Experts recommend talking to a trained counselor if you or someone you care for is in danger.
They can offer advice on the best plan to follow, specific to the situation. First and foremost is safety and survival. If the situation cannot be resolved peacefully, experts recommend developing a safety plan. There are resources available on how to develop one that may involve relatives, neighbors, friends or a shelter.
Men can also be victims of domestic violence and abuse. Three percent of male homicide victims were killed by an intimate partner.
While in many cases, domestic violence must be addressed on a case by case basis and through public awareness, our laws can always be improved to better protect victims of domestic violence.
I am advocating for the passage of Brittany’s Law.
This would create a public registry of violent, felony offenders. Parolees would be required to submit their information to the registry upon release from prison.
Brittany’s Law is named after Brittany Passalacqua, a 12-year-old girl who was murdered in 2009 in Geneva, NY. Brittany and her mother, Helen Buchel, were killed by a parolee whose criminal history included a conviction for assaulting his infant daughter.
Buchel was tragically unaware of Brown’s history of violence before becoming intimately involved with Brown.
Brittany’s Law (A08916) passed the Senate this year but did not come to the Assembly floor for a vote.
This type of law has the potential to save lives and inform people in advance if someone they are dealing with has a violent past.

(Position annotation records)
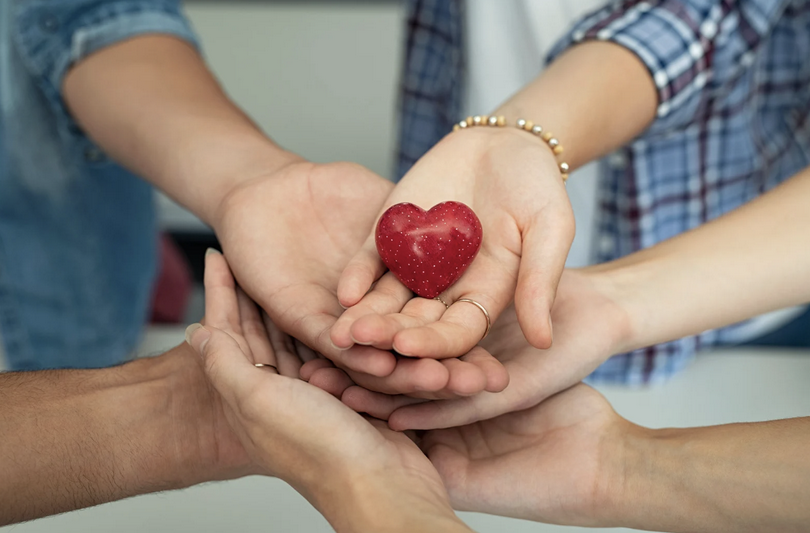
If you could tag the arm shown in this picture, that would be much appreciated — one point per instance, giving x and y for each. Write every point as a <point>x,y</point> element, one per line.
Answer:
<point>572,460</point>
<point>78,438</point>
<point>595,98</point>
<point>511,179</point>
<point>154,106</point>
<point>737,477</point>
<point>749,262</point>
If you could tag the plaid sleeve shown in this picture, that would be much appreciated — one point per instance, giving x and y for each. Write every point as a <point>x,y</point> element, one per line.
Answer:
<point>678,42</point>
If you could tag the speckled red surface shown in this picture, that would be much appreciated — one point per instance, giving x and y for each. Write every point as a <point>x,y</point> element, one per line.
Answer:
<point>428,250</point>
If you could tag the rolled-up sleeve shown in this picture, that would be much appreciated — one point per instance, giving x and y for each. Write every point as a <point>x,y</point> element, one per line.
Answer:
<point>51,35</point>
<point>678,41</point>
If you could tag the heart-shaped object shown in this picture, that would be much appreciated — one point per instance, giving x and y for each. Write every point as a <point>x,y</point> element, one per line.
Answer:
<point>428,250</point>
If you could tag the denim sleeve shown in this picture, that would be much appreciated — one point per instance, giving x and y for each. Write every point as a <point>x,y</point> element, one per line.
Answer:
<point>688,46</point>
<point>51,35</point>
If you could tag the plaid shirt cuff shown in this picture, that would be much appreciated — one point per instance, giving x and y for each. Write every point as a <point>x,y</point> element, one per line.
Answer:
<point>673,38</point>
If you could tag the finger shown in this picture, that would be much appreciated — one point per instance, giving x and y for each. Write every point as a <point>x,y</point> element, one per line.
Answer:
<point>379,330</point>
<point>310,367</point>
<point>497,377</point>
<point>363,269</point>
<point>465,379</point>
<point>464,324</point>
<point>332,380</point>
<point>304,352</point>
<point>410,376</point>
<point>288,361</point>
<point>369,360</point>
<point>254,332</point>
<point>376,404</point>
<point>546,243</point>
<point>388,296</point>
<point>221,306</point>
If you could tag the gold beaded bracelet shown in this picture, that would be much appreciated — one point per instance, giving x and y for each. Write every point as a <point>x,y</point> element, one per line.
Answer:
<point>526,125</point>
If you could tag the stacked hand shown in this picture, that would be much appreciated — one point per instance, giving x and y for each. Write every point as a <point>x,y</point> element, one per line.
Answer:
<point>511,181</point>
<point>288,236</point>
<point>362,476</point>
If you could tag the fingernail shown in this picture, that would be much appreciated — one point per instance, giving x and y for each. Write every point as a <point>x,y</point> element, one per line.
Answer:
<point>191,330</point>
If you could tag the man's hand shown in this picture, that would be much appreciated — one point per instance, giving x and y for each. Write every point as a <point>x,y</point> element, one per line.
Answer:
<point>288,237</point>
<point>589,327</point>
<point>511,180</point>
<point>362,476</point>
<point>555,463</point>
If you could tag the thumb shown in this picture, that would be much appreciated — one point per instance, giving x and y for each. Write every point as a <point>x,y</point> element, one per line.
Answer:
<point>363,270</point>
<point>225,364</point>
<point>545,248</point>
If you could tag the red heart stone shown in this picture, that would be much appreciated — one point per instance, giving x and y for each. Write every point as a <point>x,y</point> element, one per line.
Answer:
<point>428,250</point>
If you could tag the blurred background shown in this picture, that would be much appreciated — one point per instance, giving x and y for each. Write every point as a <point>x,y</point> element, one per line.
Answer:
<point>321,78</point>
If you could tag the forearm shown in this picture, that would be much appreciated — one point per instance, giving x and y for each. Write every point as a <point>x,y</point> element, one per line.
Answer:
<point>75,438</point>
<point>748,262</point>
<point>735,478</point>
<point>152,105</point>
<point>358,509</point>
<point>594,98</point>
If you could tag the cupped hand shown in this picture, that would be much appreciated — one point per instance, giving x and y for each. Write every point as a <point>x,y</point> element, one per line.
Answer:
<point>557,462</point>
<point>512,182</point>
<point>293,430</point>
<point>589,327</point>
<point>288,237</point>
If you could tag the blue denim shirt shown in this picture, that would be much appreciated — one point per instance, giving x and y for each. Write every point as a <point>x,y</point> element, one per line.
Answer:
<point>77,232</point>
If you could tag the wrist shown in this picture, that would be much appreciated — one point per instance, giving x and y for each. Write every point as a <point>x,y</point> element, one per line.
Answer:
<point>262,160</point>
<point>189,441</point>
<point>376,502</point>
<point>657,474</point>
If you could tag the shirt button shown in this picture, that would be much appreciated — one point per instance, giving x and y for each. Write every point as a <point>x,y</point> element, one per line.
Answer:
<point>93,155</point>
<point>49,23</point>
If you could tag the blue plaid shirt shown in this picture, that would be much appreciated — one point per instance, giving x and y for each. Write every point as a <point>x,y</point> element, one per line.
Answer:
<point>733,81</point>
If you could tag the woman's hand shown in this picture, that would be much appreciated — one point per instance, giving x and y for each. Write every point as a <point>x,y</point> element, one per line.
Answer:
<point>360,475</point>
<point>590,325</point>
<point>557,462</point>
<point>512,182</point>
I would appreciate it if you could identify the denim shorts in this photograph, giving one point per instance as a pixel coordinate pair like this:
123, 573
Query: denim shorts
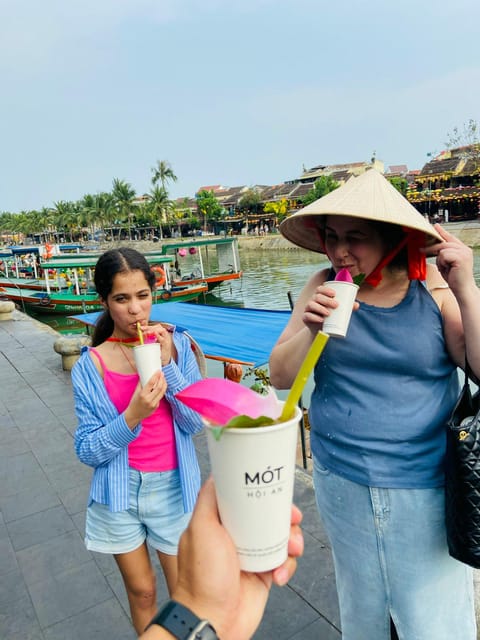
391, 559
155, 514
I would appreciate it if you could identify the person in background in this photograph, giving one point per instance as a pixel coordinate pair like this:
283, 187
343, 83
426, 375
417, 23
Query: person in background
138, 440
381, 399
210, 584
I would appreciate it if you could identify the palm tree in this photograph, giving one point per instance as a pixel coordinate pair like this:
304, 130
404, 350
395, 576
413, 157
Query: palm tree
66, 216
123, 196
163, 172
159, 205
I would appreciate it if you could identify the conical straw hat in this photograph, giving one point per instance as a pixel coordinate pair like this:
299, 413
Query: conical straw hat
369, 196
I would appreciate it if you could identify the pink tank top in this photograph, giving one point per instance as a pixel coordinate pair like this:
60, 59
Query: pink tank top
154, 449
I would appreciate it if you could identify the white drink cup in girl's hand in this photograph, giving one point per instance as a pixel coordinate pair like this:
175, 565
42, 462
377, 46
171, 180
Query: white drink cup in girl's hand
148, 360
336, 324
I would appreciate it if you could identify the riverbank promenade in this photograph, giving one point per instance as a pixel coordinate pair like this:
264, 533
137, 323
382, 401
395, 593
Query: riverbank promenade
51, 587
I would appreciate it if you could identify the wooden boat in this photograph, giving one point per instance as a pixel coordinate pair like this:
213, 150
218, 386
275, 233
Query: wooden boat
213, 261
79, 295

**THE EXERCISE:** Reproduce the Brittany's Law text above word for word, in full.

**WRITTEN REPLY:**
Experts recommend talking to a trained counselor if you or someone you care for is in danger.
They can offer advice on the best plan to follow, specific to the situation. First and foremost is safety and survival. If the situation cannot be resolved peacefully, experts recommend developing a safety plan. There are resources available on how to develop one that may involve relatives, neighbors, friends or a shelter.
Men can also be victims of domestic violence and abuse. Three percent of male homicide victims were killed by an intimate partner.
While in many cases, domestic violence must be addressed on a case by case basis and through public awareness, our laws can always be improved to better protect victims of domestic violence.
I am advocating for the passage of Brittany’s Law.
This would create a public registry of violent, felony offenders. Parolees would be required to submit their information to the registry upon release from prison.
Brittany’s Law is named after Brittany Passalacqua, a 12-year-old girl who was murdered in 2009 in Geneva, NY. Brittany and her mother, Helen Buchel, were killed by a parolee whose criminal history included a conviction for assaulting his infant daughter.
Buchel was tragically unaware of Brown’s history of violence before becoming intimately involved with Brown.
Brittany’s Law (A08916) passed the Senate this year but did not come to the Assembly floor for a vote.
This type of law has the potential to save lives and inform people in advance if someone they are dealing with has a violent past.